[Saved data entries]
──────────────────────────────

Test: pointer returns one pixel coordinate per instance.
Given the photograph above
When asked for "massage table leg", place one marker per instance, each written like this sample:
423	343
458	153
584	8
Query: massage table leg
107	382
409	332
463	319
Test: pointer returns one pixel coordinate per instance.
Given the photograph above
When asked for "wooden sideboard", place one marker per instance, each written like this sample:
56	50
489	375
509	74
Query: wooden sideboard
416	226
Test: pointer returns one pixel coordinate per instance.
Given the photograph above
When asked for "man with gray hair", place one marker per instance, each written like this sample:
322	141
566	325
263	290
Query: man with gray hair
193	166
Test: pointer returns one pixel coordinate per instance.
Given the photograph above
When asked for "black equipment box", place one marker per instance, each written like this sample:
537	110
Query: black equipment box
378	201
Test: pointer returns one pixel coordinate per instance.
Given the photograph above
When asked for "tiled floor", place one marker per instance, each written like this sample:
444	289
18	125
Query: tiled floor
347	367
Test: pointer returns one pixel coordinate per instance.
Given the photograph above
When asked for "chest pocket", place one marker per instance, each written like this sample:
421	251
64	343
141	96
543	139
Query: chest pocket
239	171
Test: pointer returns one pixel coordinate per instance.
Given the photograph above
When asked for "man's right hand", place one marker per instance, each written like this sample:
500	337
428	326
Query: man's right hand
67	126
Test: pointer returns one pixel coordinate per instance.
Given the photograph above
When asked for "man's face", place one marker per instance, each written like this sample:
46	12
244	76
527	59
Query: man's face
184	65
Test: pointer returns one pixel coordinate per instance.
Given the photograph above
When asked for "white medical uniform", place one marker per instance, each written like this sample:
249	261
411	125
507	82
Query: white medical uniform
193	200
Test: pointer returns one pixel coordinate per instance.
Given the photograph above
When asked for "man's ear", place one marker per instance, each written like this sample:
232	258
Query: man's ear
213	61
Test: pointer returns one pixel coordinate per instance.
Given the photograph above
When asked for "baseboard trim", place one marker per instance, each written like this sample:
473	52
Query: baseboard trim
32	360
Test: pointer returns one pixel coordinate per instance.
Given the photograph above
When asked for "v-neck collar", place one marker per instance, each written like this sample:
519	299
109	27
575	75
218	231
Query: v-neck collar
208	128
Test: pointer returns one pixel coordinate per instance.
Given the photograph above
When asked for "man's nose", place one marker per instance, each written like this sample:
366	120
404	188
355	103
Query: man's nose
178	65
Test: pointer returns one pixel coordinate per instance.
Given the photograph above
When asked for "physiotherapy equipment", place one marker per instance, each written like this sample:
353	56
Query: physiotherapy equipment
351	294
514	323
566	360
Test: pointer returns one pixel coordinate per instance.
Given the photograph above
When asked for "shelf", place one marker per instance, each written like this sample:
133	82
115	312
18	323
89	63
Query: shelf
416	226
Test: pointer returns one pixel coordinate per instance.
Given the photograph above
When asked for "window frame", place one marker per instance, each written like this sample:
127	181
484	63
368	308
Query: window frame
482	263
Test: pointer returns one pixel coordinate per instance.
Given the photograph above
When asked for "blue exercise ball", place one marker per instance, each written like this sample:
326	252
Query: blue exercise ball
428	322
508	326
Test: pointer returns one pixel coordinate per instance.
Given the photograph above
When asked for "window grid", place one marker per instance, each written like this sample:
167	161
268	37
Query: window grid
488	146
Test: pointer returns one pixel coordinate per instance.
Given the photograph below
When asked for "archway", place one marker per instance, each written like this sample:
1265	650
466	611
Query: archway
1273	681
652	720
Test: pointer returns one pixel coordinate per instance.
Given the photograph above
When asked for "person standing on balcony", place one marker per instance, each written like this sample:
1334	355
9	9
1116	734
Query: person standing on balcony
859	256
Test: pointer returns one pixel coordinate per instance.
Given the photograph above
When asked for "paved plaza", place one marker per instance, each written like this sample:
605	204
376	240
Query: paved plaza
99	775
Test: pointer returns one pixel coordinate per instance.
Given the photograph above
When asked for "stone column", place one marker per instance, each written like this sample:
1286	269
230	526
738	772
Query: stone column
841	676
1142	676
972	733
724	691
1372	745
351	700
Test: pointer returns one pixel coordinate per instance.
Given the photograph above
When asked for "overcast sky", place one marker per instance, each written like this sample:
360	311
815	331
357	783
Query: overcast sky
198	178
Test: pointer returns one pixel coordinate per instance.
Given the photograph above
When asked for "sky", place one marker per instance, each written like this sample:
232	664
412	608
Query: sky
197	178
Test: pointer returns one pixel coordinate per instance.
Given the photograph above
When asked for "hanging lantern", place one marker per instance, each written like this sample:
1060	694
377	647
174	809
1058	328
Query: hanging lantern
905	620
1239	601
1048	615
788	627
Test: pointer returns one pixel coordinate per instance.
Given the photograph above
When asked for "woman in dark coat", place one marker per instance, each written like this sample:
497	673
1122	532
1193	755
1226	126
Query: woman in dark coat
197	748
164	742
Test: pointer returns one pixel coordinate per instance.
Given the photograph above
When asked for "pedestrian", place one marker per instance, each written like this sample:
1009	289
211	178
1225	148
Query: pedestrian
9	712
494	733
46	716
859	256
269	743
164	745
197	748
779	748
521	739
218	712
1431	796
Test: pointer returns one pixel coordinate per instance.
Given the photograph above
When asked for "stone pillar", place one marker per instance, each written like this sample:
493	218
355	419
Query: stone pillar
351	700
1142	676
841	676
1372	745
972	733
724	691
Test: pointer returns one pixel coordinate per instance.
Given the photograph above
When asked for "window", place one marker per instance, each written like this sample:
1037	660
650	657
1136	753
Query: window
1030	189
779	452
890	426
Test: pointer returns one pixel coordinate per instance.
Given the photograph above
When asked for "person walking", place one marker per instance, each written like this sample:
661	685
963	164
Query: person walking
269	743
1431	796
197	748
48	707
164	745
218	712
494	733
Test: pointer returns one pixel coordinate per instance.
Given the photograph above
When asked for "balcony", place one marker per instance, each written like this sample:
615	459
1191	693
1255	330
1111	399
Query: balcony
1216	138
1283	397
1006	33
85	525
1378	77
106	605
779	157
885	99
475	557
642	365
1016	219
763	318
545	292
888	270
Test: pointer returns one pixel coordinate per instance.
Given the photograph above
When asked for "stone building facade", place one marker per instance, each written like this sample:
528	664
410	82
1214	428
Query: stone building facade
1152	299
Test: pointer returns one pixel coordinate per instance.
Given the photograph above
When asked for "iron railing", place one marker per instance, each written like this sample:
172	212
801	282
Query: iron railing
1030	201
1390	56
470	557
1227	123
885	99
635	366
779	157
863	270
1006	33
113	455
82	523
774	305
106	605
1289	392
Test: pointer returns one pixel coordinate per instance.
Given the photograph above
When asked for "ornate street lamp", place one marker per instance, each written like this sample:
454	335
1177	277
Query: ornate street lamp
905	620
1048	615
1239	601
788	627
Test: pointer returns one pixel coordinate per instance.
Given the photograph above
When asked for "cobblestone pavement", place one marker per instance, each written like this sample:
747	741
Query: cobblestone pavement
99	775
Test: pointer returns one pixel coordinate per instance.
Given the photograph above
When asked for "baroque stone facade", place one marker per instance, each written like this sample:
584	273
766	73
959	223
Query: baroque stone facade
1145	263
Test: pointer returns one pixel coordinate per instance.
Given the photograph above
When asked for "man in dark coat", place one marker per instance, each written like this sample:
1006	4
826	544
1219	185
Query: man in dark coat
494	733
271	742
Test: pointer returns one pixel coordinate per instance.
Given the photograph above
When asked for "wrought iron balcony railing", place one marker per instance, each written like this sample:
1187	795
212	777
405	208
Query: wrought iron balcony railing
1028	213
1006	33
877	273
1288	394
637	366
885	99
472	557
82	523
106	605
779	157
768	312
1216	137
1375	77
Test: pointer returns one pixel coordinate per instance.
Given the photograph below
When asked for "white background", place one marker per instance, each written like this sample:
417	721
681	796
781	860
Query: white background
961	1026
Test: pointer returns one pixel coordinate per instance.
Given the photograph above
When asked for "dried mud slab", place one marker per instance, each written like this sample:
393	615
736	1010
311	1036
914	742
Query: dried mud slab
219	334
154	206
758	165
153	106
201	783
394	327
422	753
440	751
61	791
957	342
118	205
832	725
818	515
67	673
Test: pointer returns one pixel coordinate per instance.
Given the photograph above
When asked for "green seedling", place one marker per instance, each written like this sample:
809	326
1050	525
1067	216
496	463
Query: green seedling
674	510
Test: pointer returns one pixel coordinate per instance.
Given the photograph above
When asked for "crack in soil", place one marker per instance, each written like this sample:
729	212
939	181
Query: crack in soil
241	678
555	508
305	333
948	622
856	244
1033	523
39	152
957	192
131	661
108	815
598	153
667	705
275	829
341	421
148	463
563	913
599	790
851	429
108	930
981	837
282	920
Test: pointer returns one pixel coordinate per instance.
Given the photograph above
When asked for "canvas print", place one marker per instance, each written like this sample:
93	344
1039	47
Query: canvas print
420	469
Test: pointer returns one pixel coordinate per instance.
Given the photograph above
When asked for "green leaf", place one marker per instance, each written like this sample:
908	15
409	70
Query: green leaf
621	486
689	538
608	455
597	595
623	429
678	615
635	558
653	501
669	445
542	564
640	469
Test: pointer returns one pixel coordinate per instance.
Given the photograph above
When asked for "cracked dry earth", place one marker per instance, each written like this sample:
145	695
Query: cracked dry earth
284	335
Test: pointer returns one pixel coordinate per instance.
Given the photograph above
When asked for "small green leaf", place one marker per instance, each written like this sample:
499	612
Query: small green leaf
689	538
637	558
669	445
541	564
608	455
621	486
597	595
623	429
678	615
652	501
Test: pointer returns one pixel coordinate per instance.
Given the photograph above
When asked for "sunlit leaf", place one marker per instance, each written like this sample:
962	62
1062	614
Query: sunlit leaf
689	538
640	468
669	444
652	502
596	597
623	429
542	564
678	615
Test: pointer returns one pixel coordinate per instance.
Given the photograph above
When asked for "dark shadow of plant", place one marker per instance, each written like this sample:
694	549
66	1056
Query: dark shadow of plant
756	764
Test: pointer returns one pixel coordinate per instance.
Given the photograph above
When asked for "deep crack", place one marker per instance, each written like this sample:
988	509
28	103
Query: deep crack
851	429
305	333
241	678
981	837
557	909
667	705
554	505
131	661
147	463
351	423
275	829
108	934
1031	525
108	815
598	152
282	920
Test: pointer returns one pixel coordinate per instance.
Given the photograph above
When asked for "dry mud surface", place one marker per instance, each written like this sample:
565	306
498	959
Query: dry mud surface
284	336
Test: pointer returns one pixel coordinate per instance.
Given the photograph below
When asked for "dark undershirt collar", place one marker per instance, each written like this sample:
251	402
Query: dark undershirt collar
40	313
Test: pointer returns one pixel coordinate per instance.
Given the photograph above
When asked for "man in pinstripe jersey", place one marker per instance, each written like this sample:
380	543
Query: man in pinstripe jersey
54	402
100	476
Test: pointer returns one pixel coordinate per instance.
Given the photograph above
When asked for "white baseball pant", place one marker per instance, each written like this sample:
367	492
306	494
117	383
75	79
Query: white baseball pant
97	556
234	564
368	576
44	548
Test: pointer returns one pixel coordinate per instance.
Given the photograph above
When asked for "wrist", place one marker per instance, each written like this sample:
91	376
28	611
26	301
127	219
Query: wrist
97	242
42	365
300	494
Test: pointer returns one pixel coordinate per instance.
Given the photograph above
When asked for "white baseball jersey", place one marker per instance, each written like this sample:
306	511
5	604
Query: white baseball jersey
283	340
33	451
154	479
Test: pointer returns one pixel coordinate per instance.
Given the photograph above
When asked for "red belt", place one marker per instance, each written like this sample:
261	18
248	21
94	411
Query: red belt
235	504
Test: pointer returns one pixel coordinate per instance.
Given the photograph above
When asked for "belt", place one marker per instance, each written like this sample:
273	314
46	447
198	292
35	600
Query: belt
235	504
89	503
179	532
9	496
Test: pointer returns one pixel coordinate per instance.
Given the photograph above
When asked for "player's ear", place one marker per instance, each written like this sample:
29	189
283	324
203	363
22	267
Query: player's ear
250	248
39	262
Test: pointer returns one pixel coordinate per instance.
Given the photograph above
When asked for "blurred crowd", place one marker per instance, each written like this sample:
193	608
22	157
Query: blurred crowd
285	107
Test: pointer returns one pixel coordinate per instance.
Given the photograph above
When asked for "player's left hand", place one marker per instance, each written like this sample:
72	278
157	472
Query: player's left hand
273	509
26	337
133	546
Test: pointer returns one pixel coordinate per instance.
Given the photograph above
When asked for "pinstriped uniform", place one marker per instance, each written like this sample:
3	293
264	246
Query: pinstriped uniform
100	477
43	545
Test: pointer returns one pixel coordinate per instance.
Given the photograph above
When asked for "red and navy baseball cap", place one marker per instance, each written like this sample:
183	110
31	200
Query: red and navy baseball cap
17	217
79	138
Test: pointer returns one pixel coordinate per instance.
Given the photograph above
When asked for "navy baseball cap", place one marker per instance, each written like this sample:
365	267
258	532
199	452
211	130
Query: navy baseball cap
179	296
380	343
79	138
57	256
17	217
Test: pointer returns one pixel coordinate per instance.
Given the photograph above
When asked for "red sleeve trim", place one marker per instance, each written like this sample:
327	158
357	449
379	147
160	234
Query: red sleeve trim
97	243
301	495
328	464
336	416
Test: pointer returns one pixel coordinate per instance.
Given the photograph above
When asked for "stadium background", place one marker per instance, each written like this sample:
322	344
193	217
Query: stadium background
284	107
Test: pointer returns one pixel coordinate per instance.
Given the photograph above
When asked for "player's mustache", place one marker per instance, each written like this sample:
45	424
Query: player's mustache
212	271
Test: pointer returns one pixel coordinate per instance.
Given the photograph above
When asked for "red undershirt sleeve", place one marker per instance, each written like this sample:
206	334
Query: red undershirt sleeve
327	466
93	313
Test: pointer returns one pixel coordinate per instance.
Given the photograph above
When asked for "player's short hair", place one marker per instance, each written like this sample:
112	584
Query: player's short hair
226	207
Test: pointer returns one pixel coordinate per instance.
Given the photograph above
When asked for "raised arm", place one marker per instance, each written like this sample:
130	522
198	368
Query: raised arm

──────────────────────────────

> Set exercise: Pick out each line in the listing above that contains the word "tiled", and copy those lines.

> Result for this exercise:
When asked for "tiled floor", place one marker per instance, each written like this sample:
Query: tiled floor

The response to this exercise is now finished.